> **WHAT YOU HAVE TO DO**:
In the text below on AIDS stigma and the origin of HIV, what did health authorities soon realize that made the early name "Gay-Related Immune Deficiency" a poor fit? Answer in one to three sentences.

> **TEXT BLOCK**:

Often, AIDS stigma is expressed in conjunction with one or more other stigmas, particularly those associated with homosexuality, bisexuality, and intravenous drug use.

In many developed countries, there is an association between AIDS and homosexuality or bisexuality, and this association is correlated with higher levels of sexual prejudice such as anti-homosexual attitudes. There is also a perceived association between all male-male sexual behaviour and AIDS, even sex between two uninfected men.

For more details on this topic, see Stigma and HIV-AIDS, A review of the literature

Origin of HIV

AIDS was first reported June 5, 1981, when the U.S. Centers for Disease Control and Prevention recorded a cluster of Pneumocystis carinii pneumonia (now classified as Pneumocystis jiroveci pneumonia) in five homosexual men in Los Angeles. Originally dubbed GRID, or Gay-Related Immune Deficiency, health authorities soon realized that nearly half of the people identified with the syndrome were not homosexual men. In 1982, the CDC introduced the term AIDS to describe the newly recognized syndrome.

Three of the earliest known instances of HIV infection are as follows:

  1. A plasma sample taken in 1959 from an adult male living in what is now the Democratic Republic of the Congo.
  2. HIV found in tissue samples from a 15 year old African-American teenager who died in St. Louis in 1969.
  3. HIV found in tissue samples from a Norwegian sailor who died around 1976.

> **DATASET RECORDS**:

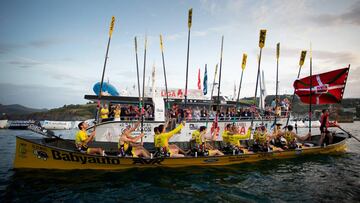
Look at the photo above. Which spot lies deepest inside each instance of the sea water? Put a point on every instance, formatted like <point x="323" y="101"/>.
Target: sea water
<point x="320" y="178"/>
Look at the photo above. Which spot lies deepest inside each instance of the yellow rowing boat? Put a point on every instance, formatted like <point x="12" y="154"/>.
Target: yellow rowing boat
<point x="55" y="153"/>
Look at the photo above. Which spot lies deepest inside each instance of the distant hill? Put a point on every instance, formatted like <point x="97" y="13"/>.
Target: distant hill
<point x="67" y="113"/>
<point x="16" y="110"/>
<point x="349" y="108"/>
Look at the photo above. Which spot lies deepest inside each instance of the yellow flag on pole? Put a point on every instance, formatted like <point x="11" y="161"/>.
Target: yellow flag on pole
<point x="216" y="70"/>
<point x="302" y="58"/>
<point x="190" y="18"/>
<point x="145" y="42"/>
<point x="262" y="38"/>
<point x="243" y="64"/>
<point x="161" y="44"/>
<point x="112" y="25"/>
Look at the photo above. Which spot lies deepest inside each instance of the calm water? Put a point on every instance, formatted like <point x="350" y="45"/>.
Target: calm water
<point x="311" y="179"/>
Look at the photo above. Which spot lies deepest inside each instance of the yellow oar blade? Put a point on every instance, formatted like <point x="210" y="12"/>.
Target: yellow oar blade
<point x="243" y="64"/>
<point x="161" y="43"/>
<point x="262" y="38"/>
<point x="112" y="25"/>
<point x="302" y="58"/>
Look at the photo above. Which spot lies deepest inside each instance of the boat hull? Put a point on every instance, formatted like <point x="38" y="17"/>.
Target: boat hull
<point x="31" y="154"/>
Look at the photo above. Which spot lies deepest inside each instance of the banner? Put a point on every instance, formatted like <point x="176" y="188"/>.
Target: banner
<point x="199" y="80"/>
<point x="205" y="82"/>
<point x="327" y="88"/>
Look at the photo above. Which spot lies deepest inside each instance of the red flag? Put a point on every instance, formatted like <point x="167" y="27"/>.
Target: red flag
<point x="327" y="88"/>
<point x="199" y="80"/>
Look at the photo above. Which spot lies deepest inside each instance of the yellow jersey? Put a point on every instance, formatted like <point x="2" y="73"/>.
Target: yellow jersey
<point x="235" y="139"/>
<point x="225" y="136"/>
<point x="164" y="137"/>
<point x="289" y="137"/>
<point x="80" y="137"/>
<point x="196" y="135"/>
<point x="117" y="113"/>
<point x="260" y="137"/>
<point x="157" y="140"/>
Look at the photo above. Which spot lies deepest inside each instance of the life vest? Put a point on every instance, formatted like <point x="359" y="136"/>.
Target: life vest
<point x="289" y="137"/>
<point x="260" y="137"/>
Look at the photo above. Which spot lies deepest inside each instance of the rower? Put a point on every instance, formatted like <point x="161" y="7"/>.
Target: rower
<point x="236" y="137"/>
<point x="170" y="150"/>
<point x="104" y="113"/>
<point x="291" y="138"/>
<point x="200" y="136"/>
<point x="261" y="139"/>
<point x="276" y="136"/>
<point x="82" y="139"/>
<point x="128" y="145"/>
<point x="225" y="134"/>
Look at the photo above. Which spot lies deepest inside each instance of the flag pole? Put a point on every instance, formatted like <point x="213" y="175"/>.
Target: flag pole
<point x="261" y="45"/>
<point x="301" y="63"/>
<point x="219" y="85"/>
<point x="277" y="80"/>
<point x="310" y="106"/>
<point x="166" y="90"/>
<point x="106" y="57"/>
<point x="137" y="71"/>
<point x="211" y="96"/>
<point x="243" y="65"/>
<point x="187" y="58"/>
<point x="143" y="93"/>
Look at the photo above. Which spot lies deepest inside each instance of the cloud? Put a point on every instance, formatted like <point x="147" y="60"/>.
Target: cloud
<point x="44" y="43"/>
<point x="350" y="17"/>
<point x="39" y="96"/>
<point x="26" y="63"/>
<point x="7" y="47"/>
<point x="329" y="56"/>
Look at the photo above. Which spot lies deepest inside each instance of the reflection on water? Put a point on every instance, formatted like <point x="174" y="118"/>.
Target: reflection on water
<point x="319" y="178"/>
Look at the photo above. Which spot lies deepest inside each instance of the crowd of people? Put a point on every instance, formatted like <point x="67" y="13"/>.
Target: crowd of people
<point x="127" y="112"/>
<point x="119" y="112"/>
<point x="233" y="142"/>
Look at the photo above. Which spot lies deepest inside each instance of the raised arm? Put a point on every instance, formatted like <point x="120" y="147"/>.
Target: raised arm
<point x="303" y="138"/>
<point x="135" y="126"/>
<point x="176" y="130"/>
<point x="165" y="125"/>
<point x="132" y="139"/>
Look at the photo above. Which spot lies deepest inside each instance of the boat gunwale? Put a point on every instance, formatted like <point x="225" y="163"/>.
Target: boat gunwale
<point x="274" y="153"/>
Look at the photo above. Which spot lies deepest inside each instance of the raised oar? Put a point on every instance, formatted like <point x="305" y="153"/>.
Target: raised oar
<point x="219" y="85"/>
<point x="301" y="63"/>
<point x="137" y="71"/>
<point x="243" y="65"/>
<point x="261" y="45"/>
<point x="106" y="57"/>
<point x="211" y="96"/>
<point x="277" y="80"/>
<point x="310" y="109"/>
<point x="187" y="58"/>
<point x="167" y="95"/>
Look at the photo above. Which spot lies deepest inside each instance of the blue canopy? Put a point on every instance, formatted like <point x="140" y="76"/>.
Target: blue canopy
<point x="107" y="89"/>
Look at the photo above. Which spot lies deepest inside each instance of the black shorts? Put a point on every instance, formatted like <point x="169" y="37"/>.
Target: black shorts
<point x="324" y="129"/>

> **TASK OUTPUT**:
Health authorities soon realized that nearly half of the people identified with the syndrome were not homosexual men. A name tying the syndrome to gay men therefore did not match many of the people who had it.